§ **THE DATA**
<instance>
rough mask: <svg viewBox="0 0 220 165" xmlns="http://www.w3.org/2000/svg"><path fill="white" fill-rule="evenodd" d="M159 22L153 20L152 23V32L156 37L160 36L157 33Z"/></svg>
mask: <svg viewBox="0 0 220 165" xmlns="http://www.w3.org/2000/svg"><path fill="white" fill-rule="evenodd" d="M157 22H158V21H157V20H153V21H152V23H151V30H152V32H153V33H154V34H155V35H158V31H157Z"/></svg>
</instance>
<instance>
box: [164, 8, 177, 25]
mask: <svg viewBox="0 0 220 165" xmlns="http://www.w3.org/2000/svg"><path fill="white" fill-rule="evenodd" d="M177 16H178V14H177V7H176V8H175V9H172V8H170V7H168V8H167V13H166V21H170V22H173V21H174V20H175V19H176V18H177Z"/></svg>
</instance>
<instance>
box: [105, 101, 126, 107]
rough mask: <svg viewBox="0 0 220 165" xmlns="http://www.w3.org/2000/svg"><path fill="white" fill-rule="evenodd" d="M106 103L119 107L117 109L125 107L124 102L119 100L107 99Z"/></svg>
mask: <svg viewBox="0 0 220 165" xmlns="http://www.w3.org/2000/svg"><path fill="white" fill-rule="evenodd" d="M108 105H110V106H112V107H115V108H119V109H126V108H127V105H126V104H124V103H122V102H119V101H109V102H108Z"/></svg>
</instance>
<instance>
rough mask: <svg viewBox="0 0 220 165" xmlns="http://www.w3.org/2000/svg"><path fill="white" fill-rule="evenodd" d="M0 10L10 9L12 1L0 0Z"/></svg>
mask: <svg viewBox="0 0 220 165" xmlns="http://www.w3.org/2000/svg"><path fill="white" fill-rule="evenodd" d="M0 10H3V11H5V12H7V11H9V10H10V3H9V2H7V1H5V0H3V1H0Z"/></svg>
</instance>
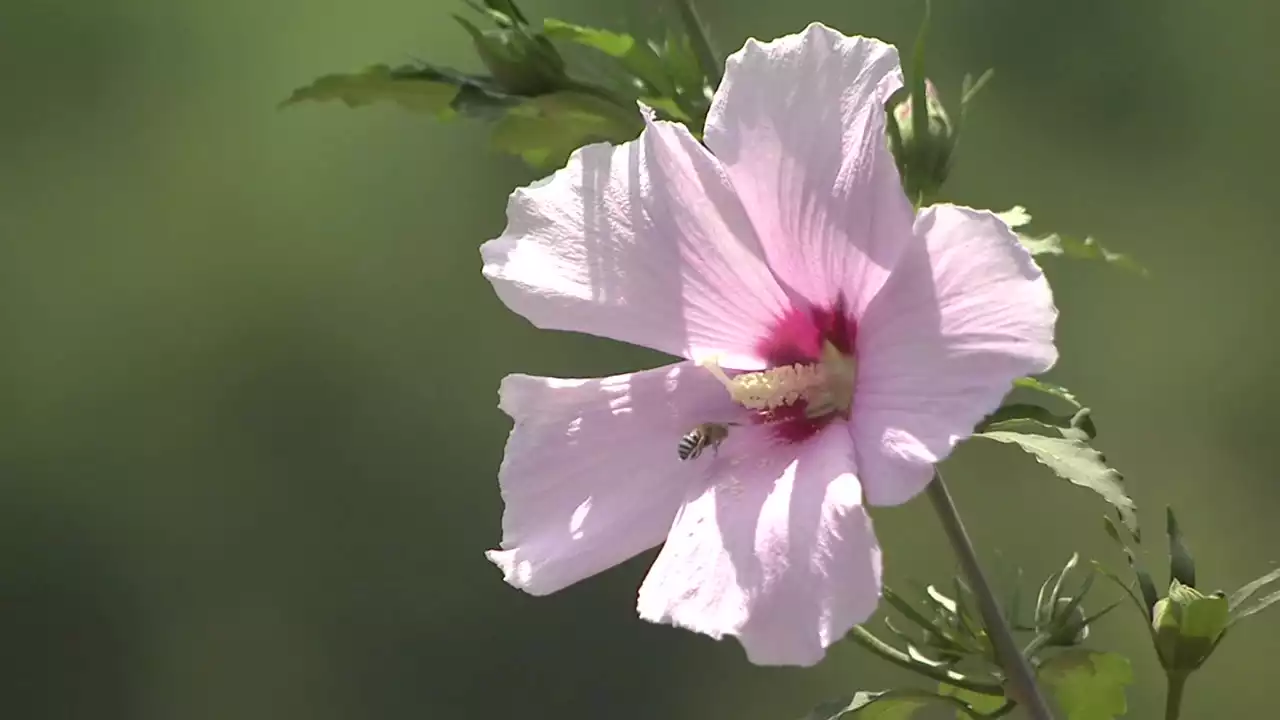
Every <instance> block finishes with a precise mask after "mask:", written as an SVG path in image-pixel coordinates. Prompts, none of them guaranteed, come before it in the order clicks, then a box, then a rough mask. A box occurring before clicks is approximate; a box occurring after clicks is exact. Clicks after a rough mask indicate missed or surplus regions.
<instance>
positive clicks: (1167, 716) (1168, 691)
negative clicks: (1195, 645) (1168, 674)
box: [1165, 671, 1187, 720]
mask: <svg viewBox="0 0 1280 720" xmlns="http://www.w3.org/2000/svg"><path fill="white" fill-rule="evenodd" d="M1185 689H1187V674H1185V673H1176V671H1170V673H1169V687H1167V688H1166V691H1165V720H1178V716H1179V715H1181V714H1183V691H1185Z"/></svg>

§ **GOAL OF THE EXERCISE**
If the data includes images, skip them and copy every line exactly.

§ **EXERCISE ANSWER**
<instance>
rough mask: <svg viewBox="0 0 220 165" xmlns="http://www.w3.org/2000/svg"><path fill="white" fill-rule="evenodd" d="M159 22L153 20L152 23V32L156 37L160 36L157 33Z"/></svg>
mask: <svg viewBox="0 0 220 165" xmlns="http://www.w3.org/2000/svg"><path fill="white" fill-rule="evenodd" d="M157 22H158V21H157V20H153V21H152V23H151V30H152V32H153V33H154V34H155V35H158V31H157Z"/></svg>
</instance>
<instance>
box: [164, 8, 177, 25]
mask: <svg viewBox="0 0 220 165" xmlns="http://www.w3.org/2000/svg"><path fill="white" fill-rule="evenodd" d="M177 16H178V14H177V7H176V8H175V9H172V8H170V7H168V8H167V13H166V21H170V22H173V21H174V20H175V19H176V18H177Z"/></svg>
</instance>
<instance>
box: [105, 101, 126, 107]
rough mask: <svg viewBox="0 0 220 165" xmlns="http://www.w3.org/2000/svg"><path fill="white" fill-rule="evenodd" d="M106 103L119 107L117 109L125 107L124 102L119 100L107 99Z"/></svg>
mask: <svg viewBox="0 0 220 165" xmlns="http://www.w3.org/2000/svg"><path fill="white" fill-rule="evenodd" d="M108 105H110V106H112V107H115V108H119V109H126V108H127V105H126V104H124V103H122V102H119V101H109V102H108Z"/></svg>
</instance>
<instance>
rough mask: <svg viewBox="0 0 220 165" xmlns="http://www.w3.org/2000/svg"><path fill="white" fill-rule="evenodd" d="M0 10L10 9L12 1L0 0Z"/></svg>
mask: <svg viewBox="0 0 220 165" xmlns="http://www.w3.org/2000/svg"><path fill="white" fill-rule="evenodd" d="M0 10H3V11H5V12H7V11H9V10H10V3H9V2H7V1H5V0H3V1H0Z"/></svg>
</instance>
Every <instance> block finishes with a precise mask after "mask:", written as an SVG path in image-pixel coordinates. Prompts, none of them guaranteed, come before it in the order clicks, then a box, then a rough mask. A box occurring before clicks is approximate; a box occurring after clicks is exact. Clicks after a rough mask indicate missed or surplus regions.
<instance>
positive clicks: (1167, 716) (1168, 691)
negative clicks: (1195, 645) (1168, 674)
box: [1165, 671, 1187, 720]
mask: <svg viewBox="0 0 1280 720" xmlns="http://www.w3.org/2000/svg"><path fill="white" fill-rule="evenodd" d="M1185 689H1187V674H1185V673H1176V671H1170V673H1169V687H1167V688H1166V691H1165V720H1178V716H1179V715H1181V714H1183V691H1185Z"/></svg>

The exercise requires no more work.